Instructions to follow: Search the material for the word "truck" and copy each line that holds it.

Dataset excerpts:
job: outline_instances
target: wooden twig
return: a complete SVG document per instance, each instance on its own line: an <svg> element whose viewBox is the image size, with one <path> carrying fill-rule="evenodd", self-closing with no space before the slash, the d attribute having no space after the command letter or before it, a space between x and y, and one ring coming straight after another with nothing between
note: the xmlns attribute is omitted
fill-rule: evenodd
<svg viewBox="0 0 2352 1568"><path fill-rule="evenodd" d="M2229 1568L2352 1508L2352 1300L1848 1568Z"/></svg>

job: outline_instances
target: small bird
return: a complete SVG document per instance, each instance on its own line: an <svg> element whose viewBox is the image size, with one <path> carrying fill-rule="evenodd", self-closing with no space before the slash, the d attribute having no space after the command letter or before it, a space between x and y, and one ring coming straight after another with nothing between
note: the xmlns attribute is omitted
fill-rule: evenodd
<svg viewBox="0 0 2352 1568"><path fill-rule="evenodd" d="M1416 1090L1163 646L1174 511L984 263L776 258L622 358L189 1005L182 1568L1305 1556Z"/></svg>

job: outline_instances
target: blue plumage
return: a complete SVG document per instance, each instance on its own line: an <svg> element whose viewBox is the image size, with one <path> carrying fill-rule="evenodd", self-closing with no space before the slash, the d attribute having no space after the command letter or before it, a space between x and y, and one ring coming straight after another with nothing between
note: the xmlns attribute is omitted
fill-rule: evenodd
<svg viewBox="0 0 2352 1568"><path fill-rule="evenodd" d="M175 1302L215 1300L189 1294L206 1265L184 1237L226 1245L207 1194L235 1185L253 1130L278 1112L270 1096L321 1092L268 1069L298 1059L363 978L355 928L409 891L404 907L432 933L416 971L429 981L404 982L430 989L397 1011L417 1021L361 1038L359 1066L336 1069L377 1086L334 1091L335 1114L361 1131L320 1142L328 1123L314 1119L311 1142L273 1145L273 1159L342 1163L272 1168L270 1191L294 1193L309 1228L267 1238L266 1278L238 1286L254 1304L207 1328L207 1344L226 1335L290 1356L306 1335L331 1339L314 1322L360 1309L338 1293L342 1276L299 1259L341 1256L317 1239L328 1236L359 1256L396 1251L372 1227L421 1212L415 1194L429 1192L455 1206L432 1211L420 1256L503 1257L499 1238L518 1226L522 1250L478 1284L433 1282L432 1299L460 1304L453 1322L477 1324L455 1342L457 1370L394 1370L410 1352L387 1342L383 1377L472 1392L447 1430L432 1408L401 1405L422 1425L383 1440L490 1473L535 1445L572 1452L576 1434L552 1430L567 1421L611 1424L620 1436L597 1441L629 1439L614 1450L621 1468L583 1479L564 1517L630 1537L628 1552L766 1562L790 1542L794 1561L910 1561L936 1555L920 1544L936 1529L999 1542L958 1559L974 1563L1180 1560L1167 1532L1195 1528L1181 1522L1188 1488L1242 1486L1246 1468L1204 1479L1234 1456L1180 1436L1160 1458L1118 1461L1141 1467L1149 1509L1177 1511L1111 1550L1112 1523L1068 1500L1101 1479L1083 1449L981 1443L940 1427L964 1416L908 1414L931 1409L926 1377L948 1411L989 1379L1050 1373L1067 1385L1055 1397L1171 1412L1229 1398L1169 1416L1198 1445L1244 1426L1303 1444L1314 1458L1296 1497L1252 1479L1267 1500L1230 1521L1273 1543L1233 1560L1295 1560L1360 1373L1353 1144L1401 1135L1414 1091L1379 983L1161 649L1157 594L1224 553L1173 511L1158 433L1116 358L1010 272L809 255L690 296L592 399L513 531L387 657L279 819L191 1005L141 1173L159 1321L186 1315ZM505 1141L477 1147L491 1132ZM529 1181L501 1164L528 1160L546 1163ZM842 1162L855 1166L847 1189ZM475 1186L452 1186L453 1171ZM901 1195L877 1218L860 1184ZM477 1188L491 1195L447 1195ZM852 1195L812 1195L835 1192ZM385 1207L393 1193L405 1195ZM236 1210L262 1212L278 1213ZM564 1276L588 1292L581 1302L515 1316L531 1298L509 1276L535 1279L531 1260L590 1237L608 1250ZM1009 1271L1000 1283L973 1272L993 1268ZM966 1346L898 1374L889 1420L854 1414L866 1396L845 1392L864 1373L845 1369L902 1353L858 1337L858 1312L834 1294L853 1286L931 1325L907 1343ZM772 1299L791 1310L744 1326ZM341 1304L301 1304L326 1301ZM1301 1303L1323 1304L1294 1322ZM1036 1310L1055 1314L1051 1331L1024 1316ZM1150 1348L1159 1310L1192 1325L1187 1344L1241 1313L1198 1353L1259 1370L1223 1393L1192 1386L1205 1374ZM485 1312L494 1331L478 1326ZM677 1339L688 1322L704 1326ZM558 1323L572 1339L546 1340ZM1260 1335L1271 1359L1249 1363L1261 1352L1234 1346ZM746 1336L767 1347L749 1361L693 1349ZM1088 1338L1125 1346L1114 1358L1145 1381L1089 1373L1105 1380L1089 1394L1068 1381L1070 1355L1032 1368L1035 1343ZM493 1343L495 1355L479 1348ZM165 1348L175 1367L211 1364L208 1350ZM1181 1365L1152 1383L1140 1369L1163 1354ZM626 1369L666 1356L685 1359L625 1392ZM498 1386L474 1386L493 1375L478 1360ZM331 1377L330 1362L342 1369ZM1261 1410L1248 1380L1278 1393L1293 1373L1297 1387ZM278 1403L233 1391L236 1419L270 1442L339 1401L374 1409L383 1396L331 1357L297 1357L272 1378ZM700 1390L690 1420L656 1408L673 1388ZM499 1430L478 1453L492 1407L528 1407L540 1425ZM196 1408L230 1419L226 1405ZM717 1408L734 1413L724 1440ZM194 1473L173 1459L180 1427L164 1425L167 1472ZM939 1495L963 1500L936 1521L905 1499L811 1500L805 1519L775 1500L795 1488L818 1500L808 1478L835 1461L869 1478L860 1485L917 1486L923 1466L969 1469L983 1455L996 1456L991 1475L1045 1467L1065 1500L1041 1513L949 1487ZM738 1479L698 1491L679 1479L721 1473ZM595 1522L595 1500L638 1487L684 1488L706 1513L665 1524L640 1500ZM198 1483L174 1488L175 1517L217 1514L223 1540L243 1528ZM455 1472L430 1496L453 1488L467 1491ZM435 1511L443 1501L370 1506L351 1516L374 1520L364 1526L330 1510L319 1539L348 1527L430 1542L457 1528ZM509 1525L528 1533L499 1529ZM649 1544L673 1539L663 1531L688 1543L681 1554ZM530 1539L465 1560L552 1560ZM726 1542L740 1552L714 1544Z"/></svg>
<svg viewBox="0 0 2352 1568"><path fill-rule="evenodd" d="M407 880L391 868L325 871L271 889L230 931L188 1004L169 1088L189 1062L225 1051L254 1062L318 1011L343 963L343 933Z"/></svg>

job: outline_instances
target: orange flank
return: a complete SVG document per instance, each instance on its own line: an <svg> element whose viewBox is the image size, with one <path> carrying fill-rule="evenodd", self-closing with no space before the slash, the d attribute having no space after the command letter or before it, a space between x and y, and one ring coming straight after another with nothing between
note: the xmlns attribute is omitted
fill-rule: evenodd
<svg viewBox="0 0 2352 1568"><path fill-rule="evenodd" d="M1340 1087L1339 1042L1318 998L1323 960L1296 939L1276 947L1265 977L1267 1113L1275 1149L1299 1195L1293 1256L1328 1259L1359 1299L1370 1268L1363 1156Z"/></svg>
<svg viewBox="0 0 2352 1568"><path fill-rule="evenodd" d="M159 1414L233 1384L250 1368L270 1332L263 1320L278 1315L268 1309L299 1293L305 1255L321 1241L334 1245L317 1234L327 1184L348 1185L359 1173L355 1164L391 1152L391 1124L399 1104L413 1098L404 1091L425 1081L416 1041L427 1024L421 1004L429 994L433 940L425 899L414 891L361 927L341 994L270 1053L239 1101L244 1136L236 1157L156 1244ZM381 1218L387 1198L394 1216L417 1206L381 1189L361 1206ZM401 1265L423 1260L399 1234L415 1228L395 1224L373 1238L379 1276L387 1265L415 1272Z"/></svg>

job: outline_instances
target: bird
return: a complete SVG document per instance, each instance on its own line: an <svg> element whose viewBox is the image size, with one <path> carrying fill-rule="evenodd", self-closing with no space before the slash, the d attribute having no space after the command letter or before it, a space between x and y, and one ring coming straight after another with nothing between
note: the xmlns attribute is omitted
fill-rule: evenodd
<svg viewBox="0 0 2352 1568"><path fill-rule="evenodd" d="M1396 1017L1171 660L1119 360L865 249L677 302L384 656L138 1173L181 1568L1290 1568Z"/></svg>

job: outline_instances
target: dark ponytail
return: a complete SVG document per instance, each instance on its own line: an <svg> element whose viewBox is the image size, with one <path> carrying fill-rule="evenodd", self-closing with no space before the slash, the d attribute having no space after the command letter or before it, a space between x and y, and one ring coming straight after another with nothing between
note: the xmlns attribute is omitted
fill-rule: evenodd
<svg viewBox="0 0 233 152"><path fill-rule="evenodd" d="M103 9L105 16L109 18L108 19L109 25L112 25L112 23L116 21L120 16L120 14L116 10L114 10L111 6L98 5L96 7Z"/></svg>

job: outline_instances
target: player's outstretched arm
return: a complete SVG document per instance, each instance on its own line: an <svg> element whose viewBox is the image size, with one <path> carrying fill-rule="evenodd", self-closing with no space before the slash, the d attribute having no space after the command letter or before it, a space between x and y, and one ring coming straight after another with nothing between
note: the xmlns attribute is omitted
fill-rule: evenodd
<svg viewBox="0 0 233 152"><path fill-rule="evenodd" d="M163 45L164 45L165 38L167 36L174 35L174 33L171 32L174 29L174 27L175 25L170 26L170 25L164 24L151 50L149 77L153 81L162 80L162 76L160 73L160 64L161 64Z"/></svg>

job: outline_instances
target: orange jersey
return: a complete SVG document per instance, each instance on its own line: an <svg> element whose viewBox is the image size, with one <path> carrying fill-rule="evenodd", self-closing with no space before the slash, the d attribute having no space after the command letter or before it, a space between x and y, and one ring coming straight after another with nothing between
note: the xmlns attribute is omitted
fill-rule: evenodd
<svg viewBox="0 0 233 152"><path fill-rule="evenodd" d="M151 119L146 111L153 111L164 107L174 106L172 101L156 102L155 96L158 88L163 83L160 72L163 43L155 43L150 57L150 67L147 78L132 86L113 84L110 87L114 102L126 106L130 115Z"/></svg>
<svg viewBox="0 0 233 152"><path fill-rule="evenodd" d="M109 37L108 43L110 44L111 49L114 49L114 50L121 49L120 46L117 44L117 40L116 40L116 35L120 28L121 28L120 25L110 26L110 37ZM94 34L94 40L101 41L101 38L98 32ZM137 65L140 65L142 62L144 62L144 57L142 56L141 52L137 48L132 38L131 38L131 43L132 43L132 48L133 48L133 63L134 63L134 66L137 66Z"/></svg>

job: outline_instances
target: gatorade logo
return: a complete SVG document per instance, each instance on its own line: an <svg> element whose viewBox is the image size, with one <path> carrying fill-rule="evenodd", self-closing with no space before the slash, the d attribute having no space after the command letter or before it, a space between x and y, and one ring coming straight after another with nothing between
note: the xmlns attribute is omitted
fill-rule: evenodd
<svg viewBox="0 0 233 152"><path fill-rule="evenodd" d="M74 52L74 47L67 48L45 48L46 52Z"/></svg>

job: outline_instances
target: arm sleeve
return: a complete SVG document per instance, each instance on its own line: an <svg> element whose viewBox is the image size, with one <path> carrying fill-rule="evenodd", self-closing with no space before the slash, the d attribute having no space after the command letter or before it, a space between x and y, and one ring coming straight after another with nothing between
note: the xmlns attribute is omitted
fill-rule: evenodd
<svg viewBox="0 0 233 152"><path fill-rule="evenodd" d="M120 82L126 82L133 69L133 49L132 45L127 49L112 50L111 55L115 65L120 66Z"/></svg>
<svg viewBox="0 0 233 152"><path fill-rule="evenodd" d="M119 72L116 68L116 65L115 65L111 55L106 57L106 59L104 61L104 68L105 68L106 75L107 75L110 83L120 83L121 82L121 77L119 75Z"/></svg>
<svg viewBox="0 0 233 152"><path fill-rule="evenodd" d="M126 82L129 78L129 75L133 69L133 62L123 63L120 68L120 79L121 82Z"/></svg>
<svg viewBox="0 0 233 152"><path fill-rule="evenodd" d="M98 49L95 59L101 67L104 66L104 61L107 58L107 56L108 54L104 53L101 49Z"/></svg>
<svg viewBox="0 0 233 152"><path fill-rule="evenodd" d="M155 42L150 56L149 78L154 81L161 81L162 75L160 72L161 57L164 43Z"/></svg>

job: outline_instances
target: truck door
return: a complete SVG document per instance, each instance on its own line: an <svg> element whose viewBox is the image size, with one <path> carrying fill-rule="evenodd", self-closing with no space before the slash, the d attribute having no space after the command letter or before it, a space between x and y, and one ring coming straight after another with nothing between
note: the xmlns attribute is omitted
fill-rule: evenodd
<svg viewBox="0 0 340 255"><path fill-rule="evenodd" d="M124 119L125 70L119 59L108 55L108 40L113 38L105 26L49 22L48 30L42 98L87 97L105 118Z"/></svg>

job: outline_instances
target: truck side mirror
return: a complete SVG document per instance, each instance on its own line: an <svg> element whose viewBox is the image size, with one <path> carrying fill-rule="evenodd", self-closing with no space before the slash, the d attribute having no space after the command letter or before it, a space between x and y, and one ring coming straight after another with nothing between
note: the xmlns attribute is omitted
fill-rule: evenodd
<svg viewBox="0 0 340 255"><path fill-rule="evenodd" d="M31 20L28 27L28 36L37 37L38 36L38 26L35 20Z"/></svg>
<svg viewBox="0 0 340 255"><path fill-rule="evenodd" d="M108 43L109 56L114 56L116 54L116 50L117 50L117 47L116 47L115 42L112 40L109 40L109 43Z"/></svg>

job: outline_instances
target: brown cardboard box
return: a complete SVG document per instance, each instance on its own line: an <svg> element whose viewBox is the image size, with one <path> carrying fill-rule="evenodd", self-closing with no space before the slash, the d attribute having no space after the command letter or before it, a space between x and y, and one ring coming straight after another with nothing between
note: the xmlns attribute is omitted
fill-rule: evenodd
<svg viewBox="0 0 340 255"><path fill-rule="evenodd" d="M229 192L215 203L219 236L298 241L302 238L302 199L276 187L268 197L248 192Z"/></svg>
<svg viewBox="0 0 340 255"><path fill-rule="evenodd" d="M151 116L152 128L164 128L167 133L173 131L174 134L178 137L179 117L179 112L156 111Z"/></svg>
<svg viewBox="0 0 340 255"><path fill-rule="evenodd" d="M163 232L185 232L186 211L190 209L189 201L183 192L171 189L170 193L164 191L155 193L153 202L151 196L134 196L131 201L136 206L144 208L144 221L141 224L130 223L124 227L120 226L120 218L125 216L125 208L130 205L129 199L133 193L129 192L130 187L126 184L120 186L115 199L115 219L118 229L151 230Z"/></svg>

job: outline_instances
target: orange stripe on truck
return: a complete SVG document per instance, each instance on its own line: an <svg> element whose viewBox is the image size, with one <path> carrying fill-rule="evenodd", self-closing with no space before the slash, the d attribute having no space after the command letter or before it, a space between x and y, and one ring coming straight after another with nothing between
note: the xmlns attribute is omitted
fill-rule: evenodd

Answer box:
target: truck door
target: truck side mirror
target: orange stripe on truck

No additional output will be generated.